▶ Requirements
In the SQL script below, rewrite the statement that begins "CREATE TABLE #JSONish" as a brief list that gives the table name and each column with its settings.

▶ Document segment
------------------------------
DROP TABLE IF EXISTS #JSONish;
CREATE TABLE #JSONish
(
Id INT IDENTITY(1, 1)
,Dataval NVARCHAR(MAX) NOT NULL
);
INSERT #JSONish
(
Dataval
)
VALUES
(N'{''ani'':''80052242'',''dnis'':''90425935'',''cid'':''4601923812'',''Id'':''046067ce-7fec-4af7-bb51-e4d31b4720'',''No'':''3048'',''FN'':''Bod Conner'',''Ent'':''2012-08-27'',''Email'':''sounage@nefcom.net'',''Add'':''P.o. Box 146'',''Zip'':''31040'',''Not'':''English'',''Off'':''FL'',''ACode'':'''',''OffId'':''0002 Home Office FL'',''Except'':''''}, ' -- Dataval - nvarchar(max)
)
,(N'{"ani":"30926539","dnis":"33300180","cid":"4594296356","Id":"a2a5bac2-b6ad-4239-95b2-2da730c2b6","No":"93872","FN":"Martinael u0026 Kar Schmale","Ent":"2023-07-08","Email":"martinhael.d.schmale@gmail.com","Add":"552 WPlainview cir","Zip":"13498","Not":"","Off":"FL","ACode":"1|a2a5bac2-b6ad-4239-95b2-2da780c2b6|0061FL|V|000000000000000000|00000000","OffId":"0061 Rand FL","Except":""},')
,(N'{ani:63179364,dnis:88825454,cid:4563900520,Id:c1144de0-1945-4862-b057-fe25eabe73,No:97158,FN:Bombay and Marsha Osrow,Ent:2023-11-03,Email:bombayrow7634@aol.com,Add:10014 SW Vitalia Court,Zip:14987,Not:English,Off:FL,ACode:,OffId:0021 Zanfini FL,Except:},');
SELECT jn.Id
,cid = MAX (REPLACE (IIF(c2.ItemNumber = 3, c2.Item, ''), 'cid:', ''))
,Id = MAX (REPLACE (IIF(c2.ItemNumber = 4, c2.Item, ''), 'Id:', ''))
,Email = MAX (REPLACE (IIF(c2.ItemNumber = 8, c2.Item, ''), 'Email:', ''))
------------------------------
▶ Information supplied
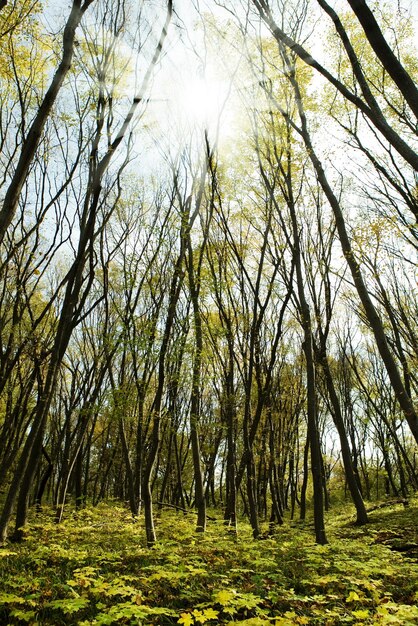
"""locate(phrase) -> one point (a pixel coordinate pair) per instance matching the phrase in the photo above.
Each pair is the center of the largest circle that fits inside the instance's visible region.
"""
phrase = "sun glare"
(202, 100)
------------------------------
▶ Written solution
- Table: temporary table #JSONish
- Id: INT, IDENTITY(1, 1)
- Dataval: NVARCHAR(MAX), NOT NULL